* What the task asks:
How many of the lines below contain the word "find"? Reply with the number alone.

* Stored records:

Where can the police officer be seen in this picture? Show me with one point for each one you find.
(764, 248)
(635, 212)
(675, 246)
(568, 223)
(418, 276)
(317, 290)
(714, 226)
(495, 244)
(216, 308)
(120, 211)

* * *

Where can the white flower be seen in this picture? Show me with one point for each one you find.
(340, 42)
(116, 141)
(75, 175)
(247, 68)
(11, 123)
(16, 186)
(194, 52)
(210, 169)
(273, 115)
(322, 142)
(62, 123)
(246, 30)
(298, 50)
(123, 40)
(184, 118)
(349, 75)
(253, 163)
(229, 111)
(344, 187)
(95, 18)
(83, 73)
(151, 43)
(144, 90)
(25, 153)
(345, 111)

* Task response:
2